▶ _The data_
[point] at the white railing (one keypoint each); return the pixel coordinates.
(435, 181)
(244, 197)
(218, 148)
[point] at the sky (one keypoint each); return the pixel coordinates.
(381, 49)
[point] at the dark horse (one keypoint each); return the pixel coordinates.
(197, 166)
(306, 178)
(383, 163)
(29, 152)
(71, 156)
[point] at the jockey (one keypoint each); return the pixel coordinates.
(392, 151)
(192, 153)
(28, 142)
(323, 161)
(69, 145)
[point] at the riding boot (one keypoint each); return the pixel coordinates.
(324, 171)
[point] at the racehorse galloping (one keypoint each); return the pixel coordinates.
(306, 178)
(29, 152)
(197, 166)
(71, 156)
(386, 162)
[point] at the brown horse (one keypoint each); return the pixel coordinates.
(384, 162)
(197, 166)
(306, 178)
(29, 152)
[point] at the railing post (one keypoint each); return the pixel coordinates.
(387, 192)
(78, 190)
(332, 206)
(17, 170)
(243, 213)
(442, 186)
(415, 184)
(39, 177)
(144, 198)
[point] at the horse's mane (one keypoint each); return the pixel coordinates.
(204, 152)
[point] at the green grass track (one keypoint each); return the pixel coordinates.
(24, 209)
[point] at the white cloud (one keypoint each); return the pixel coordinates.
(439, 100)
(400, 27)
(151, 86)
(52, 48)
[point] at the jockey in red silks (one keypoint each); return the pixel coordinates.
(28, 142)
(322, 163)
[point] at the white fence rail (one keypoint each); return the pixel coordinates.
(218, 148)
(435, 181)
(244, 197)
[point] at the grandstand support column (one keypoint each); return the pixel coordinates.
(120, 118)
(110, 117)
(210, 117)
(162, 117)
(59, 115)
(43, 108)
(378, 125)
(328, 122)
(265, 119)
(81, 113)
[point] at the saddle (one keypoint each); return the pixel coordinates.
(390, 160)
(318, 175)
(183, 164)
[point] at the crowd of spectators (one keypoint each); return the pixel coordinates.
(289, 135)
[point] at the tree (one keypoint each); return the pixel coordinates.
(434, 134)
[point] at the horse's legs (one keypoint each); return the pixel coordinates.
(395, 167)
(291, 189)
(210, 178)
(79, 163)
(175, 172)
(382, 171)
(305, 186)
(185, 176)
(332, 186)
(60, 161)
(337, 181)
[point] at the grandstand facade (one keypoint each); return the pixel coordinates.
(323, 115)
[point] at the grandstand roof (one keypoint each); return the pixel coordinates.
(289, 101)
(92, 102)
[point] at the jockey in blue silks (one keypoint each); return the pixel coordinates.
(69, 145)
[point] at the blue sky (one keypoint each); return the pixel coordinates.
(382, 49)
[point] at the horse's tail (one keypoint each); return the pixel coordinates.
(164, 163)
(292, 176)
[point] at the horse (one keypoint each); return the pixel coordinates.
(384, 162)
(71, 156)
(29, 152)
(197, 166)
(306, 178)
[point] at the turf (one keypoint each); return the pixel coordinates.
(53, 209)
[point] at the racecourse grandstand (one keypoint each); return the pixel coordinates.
---
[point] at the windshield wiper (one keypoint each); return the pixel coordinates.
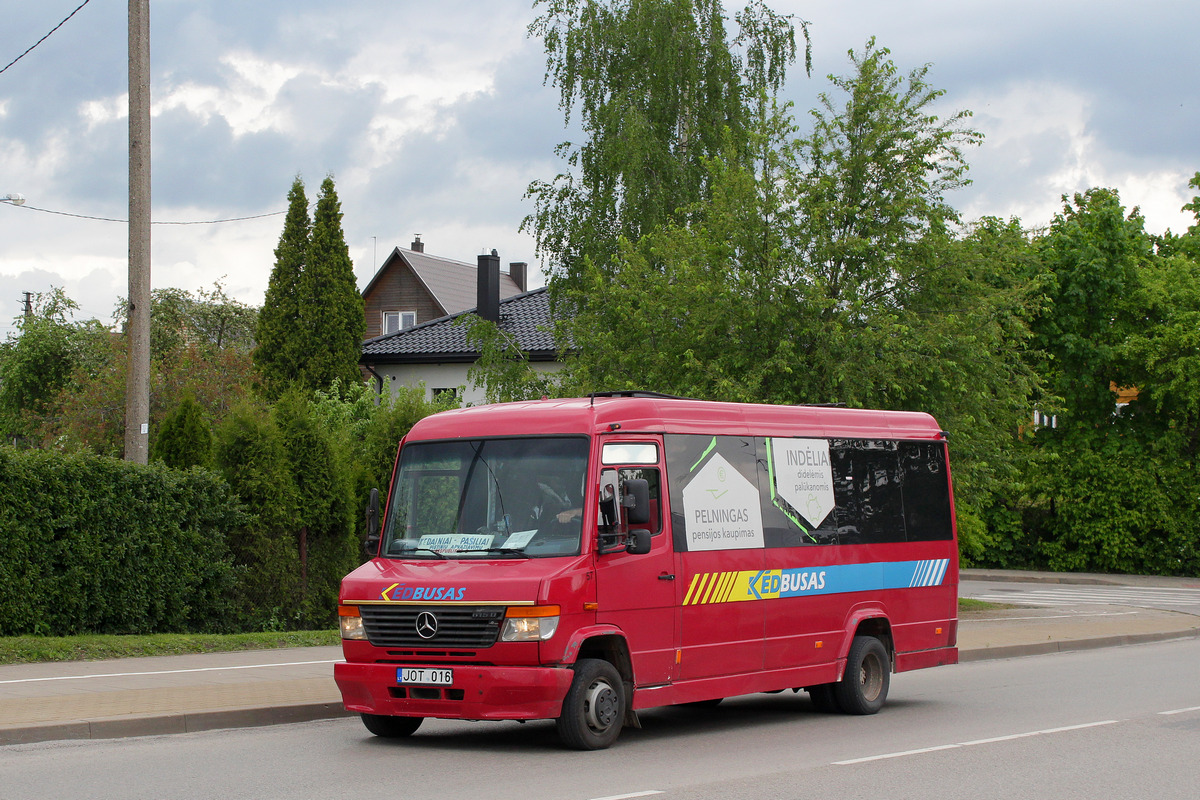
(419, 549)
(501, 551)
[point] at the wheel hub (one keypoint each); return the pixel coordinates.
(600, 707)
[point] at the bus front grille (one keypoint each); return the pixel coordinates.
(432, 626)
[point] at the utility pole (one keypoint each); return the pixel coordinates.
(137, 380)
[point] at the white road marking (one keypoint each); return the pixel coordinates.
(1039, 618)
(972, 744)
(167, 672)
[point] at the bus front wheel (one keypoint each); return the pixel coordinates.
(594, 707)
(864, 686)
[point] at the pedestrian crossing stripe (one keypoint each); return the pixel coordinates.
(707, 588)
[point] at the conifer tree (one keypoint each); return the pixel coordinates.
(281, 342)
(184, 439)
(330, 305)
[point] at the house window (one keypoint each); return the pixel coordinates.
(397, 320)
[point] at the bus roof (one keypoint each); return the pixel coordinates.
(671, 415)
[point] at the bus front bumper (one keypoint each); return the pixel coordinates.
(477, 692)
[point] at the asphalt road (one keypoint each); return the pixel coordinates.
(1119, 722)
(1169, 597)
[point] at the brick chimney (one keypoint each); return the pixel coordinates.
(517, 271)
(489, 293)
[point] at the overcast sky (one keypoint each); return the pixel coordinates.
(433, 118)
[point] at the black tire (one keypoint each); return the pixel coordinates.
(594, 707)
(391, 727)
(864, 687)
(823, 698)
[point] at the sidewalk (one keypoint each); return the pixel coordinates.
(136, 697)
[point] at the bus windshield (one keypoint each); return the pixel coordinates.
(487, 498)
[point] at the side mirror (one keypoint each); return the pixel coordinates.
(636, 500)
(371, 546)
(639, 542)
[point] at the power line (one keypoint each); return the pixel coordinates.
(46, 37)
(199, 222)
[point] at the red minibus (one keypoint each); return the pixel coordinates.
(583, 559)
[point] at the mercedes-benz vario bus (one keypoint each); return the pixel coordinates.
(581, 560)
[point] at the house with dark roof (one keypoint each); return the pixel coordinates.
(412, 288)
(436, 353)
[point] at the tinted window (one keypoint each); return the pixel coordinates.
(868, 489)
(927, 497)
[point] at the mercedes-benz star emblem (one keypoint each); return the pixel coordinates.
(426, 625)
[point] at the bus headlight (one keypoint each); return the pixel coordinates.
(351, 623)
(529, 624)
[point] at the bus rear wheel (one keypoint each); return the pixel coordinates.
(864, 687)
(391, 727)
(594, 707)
==
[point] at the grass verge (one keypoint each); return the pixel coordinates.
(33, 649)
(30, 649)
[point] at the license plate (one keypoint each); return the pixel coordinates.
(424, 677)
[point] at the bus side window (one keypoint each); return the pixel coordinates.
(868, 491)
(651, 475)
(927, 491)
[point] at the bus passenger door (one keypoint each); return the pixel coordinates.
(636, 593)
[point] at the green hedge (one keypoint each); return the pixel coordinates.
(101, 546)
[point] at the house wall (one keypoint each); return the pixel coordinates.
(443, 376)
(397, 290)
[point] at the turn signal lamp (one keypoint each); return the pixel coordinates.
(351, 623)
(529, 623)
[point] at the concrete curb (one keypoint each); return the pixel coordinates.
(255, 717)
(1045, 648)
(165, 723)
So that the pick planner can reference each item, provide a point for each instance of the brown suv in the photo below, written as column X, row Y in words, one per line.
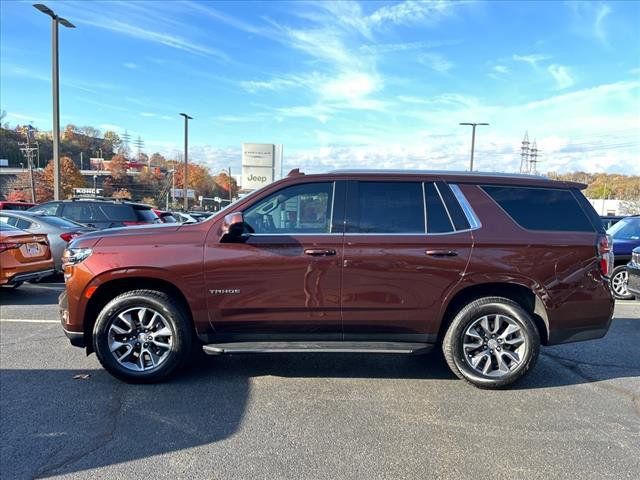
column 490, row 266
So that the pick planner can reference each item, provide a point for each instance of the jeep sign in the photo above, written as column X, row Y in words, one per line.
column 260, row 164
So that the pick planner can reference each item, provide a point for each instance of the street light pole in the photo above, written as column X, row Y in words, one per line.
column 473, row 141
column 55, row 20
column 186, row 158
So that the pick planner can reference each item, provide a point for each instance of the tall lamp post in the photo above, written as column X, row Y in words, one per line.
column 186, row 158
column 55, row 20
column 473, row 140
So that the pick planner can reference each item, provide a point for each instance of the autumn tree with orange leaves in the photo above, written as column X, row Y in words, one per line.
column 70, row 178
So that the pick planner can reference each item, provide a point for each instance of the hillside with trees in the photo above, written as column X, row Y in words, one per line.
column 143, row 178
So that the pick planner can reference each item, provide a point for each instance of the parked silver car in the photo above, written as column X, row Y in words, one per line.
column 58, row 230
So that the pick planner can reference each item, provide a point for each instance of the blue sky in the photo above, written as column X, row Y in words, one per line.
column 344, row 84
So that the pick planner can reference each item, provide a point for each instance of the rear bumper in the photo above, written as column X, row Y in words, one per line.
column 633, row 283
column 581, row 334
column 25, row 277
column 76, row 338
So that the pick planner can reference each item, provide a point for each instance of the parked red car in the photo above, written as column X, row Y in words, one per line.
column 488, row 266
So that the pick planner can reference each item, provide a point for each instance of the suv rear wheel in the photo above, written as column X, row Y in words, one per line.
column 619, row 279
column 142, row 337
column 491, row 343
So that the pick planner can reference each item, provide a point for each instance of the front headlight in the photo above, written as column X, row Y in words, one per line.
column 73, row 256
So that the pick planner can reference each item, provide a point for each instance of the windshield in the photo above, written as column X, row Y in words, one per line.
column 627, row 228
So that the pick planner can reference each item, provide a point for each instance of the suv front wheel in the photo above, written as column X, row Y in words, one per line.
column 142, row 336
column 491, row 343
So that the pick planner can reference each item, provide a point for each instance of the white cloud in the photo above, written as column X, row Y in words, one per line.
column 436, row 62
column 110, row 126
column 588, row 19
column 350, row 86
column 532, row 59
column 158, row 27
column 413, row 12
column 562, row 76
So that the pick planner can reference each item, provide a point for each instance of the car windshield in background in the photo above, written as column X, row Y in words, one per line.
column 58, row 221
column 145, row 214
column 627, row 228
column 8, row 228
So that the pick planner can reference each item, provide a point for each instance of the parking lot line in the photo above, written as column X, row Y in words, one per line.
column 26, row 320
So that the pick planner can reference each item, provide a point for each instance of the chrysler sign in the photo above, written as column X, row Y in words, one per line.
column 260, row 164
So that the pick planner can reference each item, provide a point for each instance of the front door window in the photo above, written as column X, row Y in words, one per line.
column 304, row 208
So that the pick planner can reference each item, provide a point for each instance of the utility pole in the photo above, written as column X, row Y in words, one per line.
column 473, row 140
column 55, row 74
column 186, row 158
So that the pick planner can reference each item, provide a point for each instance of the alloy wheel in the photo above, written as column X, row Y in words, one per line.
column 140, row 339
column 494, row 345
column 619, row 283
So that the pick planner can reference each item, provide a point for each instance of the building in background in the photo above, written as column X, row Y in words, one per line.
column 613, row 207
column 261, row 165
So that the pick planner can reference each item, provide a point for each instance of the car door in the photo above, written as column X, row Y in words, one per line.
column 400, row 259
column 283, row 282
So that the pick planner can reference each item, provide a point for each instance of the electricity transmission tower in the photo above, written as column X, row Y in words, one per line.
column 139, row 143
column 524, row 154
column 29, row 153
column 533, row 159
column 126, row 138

▶ _Exercise prompt_
Show every line of the listing above that contains the word "post", matching case exactly.

▶ _Solved exercise_
[point] at the railing post (one keypoint each); return the pixel coordinates.
So that the pick planner can reference each item, provide a point for each instance of the tall lamp post in the photo above, written as column X, row Y in words, one per line.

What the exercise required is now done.